- [Task]:
Extract each of the items below and reproduce every line verbatim, changing nothing.

>> BEGIN Data supplied

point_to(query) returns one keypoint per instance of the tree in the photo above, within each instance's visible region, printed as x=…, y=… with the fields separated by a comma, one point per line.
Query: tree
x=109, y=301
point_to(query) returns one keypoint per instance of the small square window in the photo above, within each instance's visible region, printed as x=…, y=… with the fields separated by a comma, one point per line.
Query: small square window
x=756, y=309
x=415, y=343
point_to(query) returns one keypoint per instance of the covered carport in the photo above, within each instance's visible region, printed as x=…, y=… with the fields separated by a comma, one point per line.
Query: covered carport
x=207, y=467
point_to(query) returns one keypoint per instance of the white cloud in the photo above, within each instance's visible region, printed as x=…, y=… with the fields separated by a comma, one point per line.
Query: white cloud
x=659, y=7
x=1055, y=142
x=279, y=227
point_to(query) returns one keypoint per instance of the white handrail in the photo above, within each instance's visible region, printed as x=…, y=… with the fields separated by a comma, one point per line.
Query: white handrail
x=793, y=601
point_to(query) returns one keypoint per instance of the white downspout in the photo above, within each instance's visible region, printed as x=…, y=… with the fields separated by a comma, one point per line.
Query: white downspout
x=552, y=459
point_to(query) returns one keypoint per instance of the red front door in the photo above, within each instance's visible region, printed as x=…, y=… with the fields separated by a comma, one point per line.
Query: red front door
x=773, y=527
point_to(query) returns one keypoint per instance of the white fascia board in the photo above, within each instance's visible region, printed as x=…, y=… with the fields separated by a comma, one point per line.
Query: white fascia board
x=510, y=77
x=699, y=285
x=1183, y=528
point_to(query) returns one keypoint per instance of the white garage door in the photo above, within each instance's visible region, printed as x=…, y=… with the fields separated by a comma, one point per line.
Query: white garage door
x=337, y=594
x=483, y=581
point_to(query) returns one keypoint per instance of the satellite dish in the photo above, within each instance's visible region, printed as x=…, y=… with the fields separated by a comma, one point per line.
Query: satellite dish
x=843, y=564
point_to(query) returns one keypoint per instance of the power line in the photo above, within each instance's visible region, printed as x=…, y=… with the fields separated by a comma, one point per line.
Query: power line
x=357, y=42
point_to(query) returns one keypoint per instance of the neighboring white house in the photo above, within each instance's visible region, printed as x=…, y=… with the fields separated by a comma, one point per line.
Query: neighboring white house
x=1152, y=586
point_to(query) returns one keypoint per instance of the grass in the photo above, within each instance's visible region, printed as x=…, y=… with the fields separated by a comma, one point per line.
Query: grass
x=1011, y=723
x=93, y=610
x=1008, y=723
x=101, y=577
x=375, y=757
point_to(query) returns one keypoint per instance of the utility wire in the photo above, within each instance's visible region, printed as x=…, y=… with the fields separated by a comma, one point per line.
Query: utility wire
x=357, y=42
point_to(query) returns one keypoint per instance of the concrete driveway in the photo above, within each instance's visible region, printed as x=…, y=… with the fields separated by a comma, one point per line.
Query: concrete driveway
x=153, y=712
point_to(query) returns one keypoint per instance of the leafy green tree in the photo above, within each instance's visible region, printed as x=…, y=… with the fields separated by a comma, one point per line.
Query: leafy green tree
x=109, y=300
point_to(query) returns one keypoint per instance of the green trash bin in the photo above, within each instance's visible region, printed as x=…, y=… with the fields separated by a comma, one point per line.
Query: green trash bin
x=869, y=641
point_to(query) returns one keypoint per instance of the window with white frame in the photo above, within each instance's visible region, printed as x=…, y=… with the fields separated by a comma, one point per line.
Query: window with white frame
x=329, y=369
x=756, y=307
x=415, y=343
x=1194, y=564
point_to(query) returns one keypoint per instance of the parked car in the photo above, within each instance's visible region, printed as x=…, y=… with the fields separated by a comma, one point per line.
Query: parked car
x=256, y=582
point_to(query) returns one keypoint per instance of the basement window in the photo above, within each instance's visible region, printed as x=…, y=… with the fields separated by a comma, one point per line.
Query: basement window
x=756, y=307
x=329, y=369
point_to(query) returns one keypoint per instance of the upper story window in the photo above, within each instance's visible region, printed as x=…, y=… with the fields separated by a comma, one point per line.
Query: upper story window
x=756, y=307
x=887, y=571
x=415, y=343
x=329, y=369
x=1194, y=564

>> END Data supplied

- [Result]:
point_to(query) returns one keypoint per instance of the tree in the photo above, within each instance's visible region, printed as x=…, y=… with the fields separated by a comma, one point per line.
Query: tree
x=109, y=301
point_to(query) returns one keypoint per instance of the small square window in the photo above, within each instance's visible region, printed as x=…, y=… with the fields separated by a comma, one point per line.
Query: small square window
x=756, y=309
x=415, y=343
point_to(query) returns one keypoint per instance of the covered carport in the photo above, within each instance's visible region, printed as x=…, y=… with the fields separated by a comma, one point per line.
Query: covered carport
x=207, y=467
point_to(query) returns one keypoint per instance of the white cloud in the photo above, within each instance's visible region, printed as x=…, y=… with the fields separated by a comma, one point per line.
Query: white cloud
x=659, y=7
x=1055, y=142
x=279, y=227
point_to(query) returns one keypoint per instance of the white handrail in the photo above, within each instance's visible region, printed as x=…, y=… with the fields separated by a comma, one point per line.
Query: white handrail
x=793, y=601
point_to(query) returns one keypoint per instance of the white downspout in the photo above, within each instance's visible region, printed as x=…, y=… with the fields separated by a comma, one point per line.
Query: white downspout
x=552, y=459
point_to(query) returns one keypoint per instance of the red front door in the photo above, within each instance's visible region, printed as x=…, y=… with the fields separated by a comma, one point per line.
Query: red front door
x=773, y=527
point_to(query) returns one keypoint per instance of the white fascia board in the photo above, within each instance's visible region, printed as x=…, y=… with the fields separated by a comma, one point per line.
Query: white fascia board
x=510, y=77
x=699, y=285
x=1183, y=528
point_to(query) returns one keypoint per instance of the white garage door in the photo above, within each instance's visible region, printed as x=…, y=… with the fields separated by a comma, one point per line.
Query: white garage door
x=337, y=594
x=483, y=581
point_to(query) returns one keypoint per instance of the satellite dish in the photo above, within each instance's visible region, printed as x=…, y=… with the fields separated by a comma, one point per line.
Query: satellite dish
x=843, y=564
point_to(query) returns one keypoint per instance of the power line in the photo above, within each instance's visible region, printed as x=…, y=… with the fields separated by a comma, one point per line.
Query: power line
x=357, y=42
point_to(query) returns one keypoint per instance of the neighboring white house in the photo above, within each instance's visible region, printed as x=…, y=… with the fields separated by a comma, one point per line.
Query: neighboring white house
x=1152, y=586
point_to(query) returns one keypoint per instance of the grass in the photo above, within each instance's visible region, printed as x=…, y=… with the fields separated by a comma, one point per line.
Query: grass
x=1011, y=723
x=93, y=610
x=1008, y=723
x=101, y=577
x=375, y=757
point_to(query) returns one keypoint per instance of the utility wire in the photo above, within each instance's visible region, printed as x=…, y=… with the fields separated by a comma, one point per line.
Query: utility wire
x=357, y=42
point_to(query) returns one keypoint per instance of the concrete driveway in the photo above, within each instance's visible region, printed as x=…, y=… with the fields separated by a comma, one point per line.
Query: concrete driveway
x=153, y=712
point_to(query) returns one keypoint per instance of the leafy green tree in the photo above, within each instance's visible region, printed as x=…, y=… with the fields separated by a comma, one point per line.
Query: leafy green tree
x=109, y=300
point_to(query) returns one keypoint per instance of the green trash bin in the photo above, within each instance's visible region, printed as x=…, y=… with the fields separated by a comma, one point per line.
Query: green trash bin
x=869, y=641
point_to(query) returns one keypoint per instance of the window with white frame in the photo above, within each instance's visible region, printed as x=…, y=… with the fields separated by a comma, one point per line.
Query: window with white frame
x=329, y=369
x=756, y=307
x=415, y=343
x=1194, y=564
point_to(query) returns one keypoint per instance of the parked car in the photo above, within each instance's visible region, printed as x=…, y=… with the fields separated by a comma, one point per line.
Query: parked car
x=256, y=582
point_to(query) returns one keypoint per instance of the basement window in the photo above, within each instance's visible region, printed as x=…, y=… with the fields separated by a comma, one point per line.
Query: basement window
x=756, y=307
x=329, y=369
point_to(query) returns one keypoint per instance of the upper story window in the photo above, within each instance's visible region, printed as x=…, y=… with the fields separated by a comma, one point per line.
Query: upper story window
x=756, y=307
x=887, y=571
x=415, y=343
x=329, y=369
x=1194, y=564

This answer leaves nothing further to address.